# TASKS TO PERFORM
1. From the passage on the missing Libyan uranium, reproduce word for word everything from "In a statement, the" up to and including "the missing uranium.".
2. In the passage on the missing Libyan uranium, how much weapons-grade material can groups with the means refine from each tonne of natural uranium?

# EXTRACTED TEXT
☆ ☆ ☆ ☆ ☆ ☆ ☆

While it is not known exactly where the missing uranium was at the time it disappeared, there are known to be locations in the desert where Colonel Gaddafi stored the raw form of the radioactive metal as part of his decades long secret weapons program.
Some 2.5 tonnes of natural uranium stored in a site in war-torn Libya has gone missing, the United Nations nuclear watchdog said, raising safety and proliferation concerns.
Although natural uranium can’t immediately be used for energy production or bomb fuel, groups with the technological means and resources can refine each tonne into 5.6kg of weapons-grade material.
Finding the missing metal is of extremely high importance for non-proliferation experts.
In a statement, the Vienna-based International Atomic Energy Agency said its director-general, Rafael Mariano Grossi, informed member states on Wednesday about the missing uranium.

☆ ☆ ☆ ☆ ☆ ☆ ☆

# DATA RECORDS
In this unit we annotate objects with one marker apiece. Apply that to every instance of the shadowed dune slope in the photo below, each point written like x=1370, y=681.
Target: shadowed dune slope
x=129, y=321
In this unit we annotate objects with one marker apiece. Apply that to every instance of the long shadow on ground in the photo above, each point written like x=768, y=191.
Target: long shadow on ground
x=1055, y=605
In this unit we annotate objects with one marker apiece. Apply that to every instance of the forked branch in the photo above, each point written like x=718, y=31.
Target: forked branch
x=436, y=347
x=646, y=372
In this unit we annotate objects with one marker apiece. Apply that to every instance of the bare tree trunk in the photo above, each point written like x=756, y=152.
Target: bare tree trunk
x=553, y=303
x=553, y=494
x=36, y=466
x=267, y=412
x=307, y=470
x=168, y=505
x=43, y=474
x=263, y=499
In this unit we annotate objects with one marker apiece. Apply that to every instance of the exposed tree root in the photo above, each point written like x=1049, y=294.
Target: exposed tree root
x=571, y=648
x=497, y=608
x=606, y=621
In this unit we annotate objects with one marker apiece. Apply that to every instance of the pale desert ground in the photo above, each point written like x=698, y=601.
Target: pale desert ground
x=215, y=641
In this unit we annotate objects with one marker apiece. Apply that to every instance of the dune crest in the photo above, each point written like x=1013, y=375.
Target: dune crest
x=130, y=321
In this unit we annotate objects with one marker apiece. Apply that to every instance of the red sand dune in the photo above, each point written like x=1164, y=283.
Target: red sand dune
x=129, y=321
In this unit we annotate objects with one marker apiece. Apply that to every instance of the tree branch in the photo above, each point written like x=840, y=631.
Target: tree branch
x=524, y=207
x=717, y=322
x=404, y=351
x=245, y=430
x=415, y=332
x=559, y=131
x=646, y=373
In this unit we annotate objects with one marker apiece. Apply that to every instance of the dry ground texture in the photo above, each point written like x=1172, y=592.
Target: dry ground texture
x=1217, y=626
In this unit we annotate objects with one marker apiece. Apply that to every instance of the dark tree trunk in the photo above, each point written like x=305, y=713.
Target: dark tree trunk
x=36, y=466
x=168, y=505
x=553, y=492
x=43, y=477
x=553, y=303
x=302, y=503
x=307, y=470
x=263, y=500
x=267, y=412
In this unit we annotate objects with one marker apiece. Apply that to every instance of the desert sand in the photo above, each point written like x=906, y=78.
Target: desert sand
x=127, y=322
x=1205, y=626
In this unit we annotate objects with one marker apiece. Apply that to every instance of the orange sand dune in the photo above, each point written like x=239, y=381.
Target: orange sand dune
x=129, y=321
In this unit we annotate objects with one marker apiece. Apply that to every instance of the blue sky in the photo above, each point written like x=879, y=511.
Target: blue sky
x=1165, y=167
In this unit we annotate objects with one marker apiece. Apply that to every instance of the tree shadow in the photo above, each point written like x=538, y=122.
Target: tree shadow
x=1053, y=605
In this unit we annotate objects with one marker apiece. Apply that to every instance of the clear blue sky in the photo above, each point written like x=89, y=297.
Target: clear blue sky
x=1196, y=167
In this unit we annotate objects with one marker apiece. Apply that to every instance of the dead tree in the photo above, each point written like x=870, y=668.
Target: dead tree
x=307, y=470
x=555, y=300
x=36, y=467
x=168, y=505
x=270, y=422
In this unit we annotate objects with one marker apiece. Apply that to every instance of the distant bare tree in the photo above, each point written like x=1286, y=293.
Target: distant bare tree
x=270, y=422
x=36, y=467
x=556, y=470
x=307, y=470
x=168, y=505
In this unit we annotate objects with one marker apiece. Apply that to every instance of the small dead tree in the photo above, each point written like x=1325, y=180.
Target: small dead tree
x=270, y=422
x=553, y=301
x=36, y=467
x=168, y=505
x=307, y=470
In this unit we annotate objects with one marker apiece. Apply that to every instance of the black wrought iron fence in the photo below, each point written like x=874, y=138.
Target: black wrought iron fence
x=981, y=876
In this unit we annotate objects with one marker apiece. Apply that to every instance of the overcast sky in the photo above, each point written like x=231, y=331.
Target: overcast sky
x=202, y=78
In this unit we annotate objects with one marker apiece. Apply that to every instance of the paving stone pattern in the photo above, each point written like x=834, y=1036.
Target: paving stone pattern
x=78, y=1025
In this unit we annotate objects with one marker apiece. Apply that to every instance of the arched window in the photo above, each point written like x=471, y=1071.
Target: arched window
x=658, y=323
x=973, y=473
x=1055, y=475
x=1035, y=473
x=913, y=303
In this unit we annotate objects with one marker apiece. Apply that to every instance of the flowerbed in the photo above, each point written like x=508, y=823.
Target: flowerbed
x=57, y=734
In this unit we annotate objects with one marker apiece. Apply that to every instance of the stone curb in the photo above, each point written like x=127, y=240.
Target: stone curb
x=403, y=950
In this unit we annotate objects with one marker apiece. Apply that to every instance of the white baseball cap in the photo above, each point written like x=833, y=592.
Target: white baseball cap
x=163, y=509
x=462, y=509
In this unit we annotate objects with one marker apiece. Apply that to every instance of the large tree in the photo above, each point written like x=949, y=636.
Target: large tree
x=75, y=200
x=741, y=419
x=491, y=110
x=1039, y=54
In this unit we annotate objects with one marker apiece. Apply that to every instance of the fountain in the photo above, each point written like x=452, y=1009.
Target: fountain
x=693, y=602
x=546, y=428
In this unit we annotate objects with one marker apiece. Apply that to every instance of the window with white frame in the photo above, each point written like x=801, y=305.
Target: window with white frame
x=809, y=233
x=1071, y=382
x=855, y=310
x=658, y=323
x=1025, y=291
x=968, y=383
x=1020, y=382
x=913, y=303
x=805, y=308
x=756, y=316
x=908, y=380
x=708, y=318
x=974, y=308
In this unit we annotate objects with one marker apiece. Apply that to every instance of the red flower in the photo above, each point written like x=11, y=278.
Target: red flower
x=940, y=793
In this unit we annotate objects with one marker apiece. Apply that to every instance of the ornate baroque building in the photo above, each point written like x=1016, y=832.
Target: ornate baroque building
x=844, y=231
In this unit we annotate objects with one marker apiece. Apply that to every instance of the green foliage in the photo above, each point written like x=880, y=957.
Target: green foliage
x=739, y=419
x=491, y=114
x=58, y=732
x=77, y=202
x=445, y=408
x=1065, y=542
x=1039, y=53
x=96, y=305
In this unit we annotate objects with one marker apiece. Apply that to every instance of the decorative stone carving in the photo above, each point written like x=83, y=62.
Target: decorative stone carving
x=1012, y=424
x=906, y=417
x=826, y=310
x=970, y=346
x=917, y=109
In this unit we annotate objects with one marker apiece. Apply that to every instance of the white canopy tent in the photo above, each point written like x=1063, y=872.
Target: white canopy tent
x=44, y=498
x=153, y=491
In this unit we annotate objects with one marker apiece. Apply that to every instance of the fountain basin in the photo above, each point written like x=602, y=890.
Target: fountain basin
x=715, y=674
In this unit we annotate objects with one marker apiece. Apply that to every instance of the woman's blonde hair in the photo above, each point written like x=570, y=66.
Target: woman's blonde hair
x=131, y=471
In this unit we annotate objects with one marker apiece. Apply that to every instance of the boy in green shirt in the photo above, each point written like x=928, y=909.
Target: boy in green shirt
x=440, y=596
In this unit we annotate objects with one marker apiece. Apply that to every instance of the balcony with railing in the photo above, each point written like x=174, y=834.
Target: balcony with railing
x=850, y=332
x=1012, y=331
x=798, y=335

☆ ☆ ☆ ☆ ☆ ☆ ☆

# COMPLETED EXERCISE
1.
In a statement, the Vienna-based International Atomic Energy Agency said its director-general, Rafael Mariano Grossi, informed member states on Wednesday about the missing uranium.

2. 5.6kg